### Data extracted from a collection:

──────────────────────────────

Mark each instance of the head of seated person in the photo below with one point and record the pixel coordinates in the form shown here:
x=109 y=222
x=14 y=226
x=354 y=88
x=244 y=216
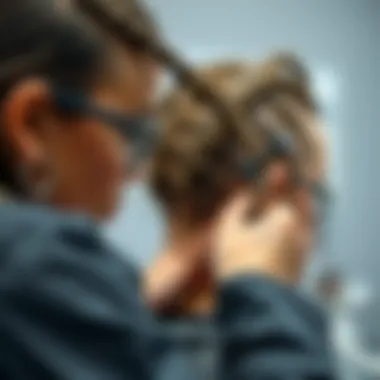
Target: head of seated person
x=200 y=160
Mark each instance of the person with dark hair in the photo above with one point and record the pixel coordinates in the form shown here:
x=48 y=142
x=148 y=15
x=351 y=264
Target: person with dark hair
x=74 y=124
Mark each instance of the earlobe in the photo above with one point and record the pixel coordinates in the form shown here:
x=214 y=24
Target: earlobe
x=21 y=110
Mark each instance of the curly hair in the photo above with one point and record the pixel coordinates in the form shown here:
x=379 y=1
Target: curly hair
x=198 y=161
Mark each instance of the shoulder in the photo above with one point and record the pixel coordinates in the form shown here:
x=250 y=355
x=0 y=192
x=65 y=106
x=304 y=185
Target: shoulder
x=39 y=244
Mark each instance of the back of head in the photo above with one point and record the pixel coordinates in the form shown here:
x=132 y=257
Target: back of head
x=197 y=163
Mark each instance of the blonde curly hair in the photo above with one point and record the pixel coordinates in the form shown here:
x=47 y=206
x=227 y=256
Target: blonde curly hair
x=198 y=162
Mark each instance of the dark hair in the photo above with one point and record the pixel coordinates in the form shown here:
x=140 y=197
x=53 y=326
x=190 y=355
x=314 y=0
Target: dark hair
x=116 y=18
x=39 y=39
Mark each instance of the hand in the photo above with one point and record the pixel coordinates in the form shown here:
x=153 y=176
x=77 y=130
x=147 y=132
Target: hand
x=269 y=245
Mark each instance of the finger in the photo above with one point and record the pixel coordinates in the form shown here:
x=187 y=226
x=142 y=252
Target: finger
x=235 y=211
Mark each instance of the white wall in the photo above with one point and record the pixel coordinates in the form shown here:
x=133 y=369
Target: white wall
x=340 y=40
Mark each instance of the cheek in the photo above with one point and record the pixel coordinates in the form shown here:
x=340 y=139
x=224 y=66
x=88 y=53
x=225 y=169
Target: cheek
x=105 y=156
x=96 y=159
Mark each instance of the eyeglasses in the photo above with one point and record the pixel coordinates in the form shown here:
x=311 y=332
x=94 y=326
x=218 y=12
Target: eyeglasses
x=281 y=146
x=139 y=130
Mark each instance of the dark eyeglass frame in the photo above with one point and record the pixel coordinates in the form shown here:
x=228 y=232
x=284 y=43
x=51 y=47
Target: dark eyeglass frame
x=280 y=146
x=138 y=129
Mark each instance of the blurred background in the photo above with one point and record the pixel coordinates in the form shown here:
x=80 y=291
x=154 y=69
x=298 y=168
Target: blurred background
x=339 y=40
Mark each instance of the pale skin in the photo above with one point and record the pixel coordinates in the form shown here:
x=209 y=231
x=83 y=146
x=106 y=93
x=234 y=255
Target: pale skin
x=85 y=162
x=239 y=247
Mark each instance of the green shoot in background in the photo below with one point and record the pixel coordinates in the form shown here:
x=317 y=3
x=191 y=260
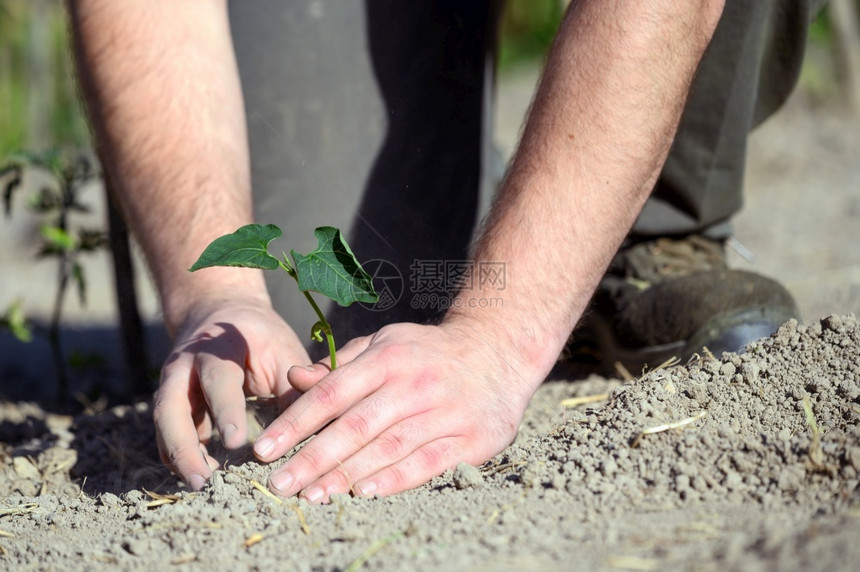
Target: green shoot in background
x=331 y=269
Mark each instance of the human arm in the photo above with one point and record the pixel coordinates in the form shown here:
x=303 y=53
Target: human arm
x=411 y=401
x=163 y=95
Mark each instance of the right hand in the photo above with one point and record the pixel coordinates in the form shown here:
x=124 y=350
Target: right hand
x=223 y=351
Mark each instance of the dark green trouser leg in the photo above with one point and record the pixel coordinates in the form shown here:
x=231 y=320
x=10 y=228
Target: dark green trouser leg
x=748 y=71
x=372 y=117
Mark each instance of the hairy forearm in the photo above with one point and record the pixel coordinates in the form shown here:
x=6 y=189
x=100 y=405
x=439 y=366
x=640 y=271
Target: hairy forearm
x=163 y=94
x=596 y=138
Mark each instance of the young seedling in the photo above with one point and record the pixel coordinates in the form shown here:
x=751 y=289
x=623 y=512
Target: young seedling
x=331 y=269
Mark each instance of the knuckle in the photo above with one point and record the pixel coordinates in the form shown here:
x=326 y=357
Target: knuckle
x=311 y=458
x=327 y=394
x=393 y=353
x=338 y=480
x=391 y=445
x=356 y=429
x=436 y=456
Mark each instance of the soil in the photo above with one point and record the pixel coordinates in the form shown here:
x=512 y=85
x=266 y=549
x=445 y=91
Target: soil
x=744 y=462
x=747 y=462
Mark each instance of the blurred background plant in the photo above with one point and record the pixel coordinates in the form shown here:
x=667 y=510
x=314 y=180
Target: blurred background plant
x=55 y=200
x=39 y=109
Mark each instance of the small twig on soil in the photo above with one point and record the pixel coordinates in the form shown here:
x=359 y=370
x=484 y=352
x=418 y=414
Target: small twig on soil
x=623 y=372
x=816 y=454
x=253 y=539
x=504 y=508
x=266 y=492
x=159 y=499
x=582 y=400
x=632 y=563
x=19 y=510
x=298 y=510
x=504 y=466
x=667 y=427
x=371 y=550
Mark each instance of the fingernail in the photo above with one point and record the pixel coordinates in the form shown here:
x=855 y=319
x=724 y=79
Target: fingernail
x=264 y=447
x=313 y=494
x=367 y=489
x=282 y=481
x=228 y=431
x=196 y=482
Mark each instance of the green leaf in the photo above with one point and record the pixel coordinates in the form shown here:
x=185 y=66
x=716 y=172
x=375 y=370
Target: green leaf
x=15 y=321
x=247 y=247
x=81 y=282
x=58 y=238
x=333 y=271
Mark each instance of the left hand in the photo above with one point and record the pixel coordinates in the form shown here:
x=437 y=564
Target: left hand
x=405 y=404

──────────────────────────────

### How to complete this task:
Whichever lines of the data include the word "below", pull them out.

### Reply:
Mark each instance of the head of seated person in the photo below with one point and record the pixel coordinates in the form shown here:
Mark each instance of the green shoot in background in the photo below with one point and record the pixel coordinates in the form shown here:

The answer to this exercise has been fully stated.